# To do
When a line below contains the string "belt", show that line.

# Extracted records
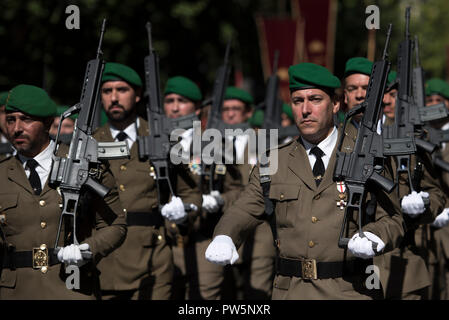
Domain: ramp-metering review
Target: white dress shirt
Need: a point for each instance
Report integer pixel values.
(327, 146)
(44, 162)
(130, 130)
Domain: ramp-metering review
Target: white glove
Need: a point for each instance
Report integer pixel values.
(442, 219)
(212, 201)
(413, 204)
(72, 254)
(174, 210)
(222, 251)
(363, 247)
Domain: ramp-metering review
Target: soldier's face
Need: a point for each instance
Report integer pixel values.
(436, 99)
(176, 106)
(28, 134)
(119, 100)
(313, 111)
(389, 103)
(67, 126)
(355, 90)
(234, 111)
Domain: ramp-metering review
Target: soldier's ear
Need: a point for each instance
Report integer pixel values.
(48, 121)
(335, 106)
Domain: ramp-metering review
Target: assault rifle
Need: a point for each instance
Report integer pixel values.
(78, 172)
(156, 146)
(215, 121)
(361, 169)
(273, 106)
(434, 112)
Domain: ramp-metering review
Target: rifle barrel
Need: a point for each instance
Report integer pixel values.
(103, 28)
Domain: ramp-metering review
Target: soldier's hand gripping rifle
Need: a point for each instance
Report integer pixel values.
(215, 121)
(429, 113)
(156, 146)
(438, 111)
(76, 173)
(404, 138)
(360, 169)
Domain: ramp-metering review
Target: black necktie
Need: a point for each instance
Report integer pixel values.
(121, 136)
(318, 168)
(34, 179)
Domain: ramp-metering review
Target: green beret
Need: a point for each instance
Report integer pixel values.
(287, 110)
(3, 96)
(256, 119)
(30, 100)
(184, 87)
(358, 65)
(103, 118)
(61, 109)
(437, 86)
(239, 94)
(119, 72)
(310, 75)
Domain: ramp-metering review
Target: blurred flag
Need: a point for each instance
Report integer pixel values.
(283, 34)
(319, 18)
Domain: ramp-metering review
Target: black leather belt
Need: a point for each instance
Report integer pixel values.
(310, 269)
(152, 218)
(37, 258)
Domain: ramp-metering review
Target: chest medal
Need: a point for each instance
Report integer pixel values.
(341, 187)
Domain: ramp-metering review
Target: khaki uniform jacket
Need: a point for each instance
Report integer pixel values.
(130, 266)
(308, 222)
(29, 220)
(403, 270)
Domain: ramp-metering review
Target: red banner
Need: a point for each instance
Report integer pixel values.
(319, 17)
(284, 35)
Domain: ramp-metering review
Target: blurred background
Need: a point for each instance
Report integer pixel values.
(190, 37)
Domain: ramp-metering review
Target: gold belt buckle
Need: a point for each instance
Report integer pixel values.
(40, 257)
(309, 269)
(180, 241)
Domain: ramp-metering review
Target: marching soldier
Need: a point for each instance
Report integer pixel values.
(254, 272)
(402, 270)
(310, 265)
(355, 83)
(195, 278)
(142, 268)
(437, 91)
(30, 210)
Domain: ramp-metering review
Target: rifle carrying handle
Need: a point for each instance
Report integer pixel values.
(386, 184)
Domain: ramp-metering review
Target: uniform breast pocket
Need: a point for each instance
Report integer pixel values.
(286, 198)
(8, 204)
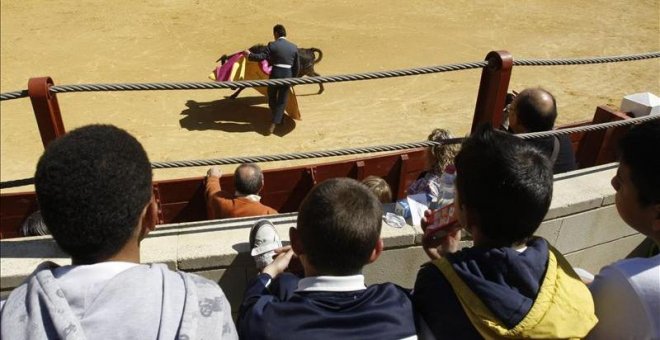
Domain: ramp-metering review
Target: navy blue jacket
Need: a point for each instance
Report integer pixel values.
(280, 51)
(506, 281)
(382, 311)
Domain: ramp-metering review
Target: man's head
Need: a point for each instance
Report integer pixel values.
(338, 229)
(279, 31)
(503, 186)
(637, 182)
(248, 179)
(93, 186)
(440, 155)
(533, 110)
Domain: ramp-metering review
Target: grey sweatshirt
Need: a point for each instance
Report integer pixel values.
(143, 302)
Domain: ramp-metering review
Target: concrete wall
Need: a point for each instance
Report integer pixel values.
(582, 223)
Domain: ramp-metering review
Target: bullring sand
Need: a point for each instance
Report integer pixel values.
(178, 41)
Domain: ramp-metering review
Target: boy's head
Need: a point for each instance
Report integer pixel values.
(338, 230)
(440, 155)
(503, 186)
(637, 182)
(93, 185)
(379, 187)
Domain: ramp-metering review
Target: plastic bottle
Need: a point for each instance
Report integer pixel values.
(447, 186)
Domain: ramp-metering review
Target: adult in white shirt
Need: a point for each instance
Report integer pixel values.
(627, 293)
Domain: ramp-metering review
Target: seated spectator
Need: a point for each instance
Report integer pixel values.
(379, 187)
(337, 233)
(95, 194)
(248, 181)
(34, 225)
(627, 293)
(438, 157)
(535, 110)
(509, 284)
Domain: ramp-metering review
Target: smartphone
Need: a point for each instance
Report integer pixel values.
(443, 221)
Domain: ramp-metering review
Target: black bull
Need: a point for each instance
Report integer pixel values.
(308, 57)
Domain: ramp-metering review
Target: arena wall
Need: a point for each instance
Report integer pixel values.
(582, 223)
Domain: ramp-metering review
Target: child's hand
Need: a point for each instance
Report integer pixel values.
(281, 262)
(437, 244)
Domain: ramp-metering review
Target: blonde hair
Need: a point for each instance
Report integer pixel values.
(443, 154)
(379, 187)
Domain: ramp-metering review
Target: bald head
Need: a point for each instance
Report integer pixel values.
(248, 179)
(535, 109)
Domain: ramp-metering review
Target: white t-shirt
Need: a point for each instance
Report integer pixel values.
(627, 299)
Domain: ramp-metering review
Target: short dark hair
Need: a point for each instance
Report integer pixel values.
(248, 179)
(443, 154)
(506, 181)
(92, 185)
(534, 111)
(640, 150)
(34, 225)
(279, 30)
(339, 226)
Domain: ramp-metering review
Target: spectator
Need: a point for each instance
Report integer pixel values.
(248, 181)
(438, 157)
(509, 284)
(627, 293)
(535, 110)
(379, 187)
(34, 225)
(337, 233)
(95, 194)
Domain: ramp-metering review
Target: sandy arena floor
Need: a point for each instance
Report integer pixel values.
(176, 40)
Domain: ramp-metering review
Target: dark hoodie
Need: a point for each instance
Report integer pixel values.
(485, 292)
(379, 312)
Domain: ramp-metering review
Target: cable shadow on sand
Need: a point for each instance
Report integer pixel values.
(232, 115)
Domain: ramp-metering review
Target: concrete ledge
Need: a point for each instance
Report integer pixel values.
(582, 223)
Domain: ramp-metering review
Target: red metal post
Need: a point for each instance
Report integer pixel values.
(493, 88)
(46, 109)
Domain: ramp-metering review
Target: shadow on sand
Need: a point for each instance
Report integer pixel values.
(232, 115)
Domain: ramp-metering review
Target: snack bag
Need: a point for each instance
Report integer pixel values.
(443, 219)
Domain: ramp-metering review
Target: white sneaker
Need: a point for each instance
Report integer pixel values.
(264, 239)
* * *
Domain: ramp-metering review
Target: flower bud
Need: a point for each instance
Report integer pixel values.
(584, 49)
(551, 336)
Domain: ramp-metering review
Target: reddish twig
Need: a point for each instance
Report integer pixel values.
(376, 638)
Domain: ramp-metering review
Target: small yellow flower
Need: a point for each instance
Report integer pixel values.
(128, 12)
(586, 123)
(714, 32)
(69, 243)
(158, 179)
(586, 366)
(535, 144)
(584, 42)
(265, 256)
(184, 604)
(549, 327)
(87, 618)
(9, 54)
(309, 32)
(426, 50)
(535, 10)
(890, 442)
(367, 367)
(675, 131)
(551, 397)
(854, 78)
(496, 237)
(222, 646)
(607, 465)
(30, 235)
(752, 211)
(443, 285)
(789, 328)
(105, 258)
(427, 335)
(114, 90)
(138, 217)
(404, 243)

# Written reply
Target: black leather belt
Target: gold belt buckle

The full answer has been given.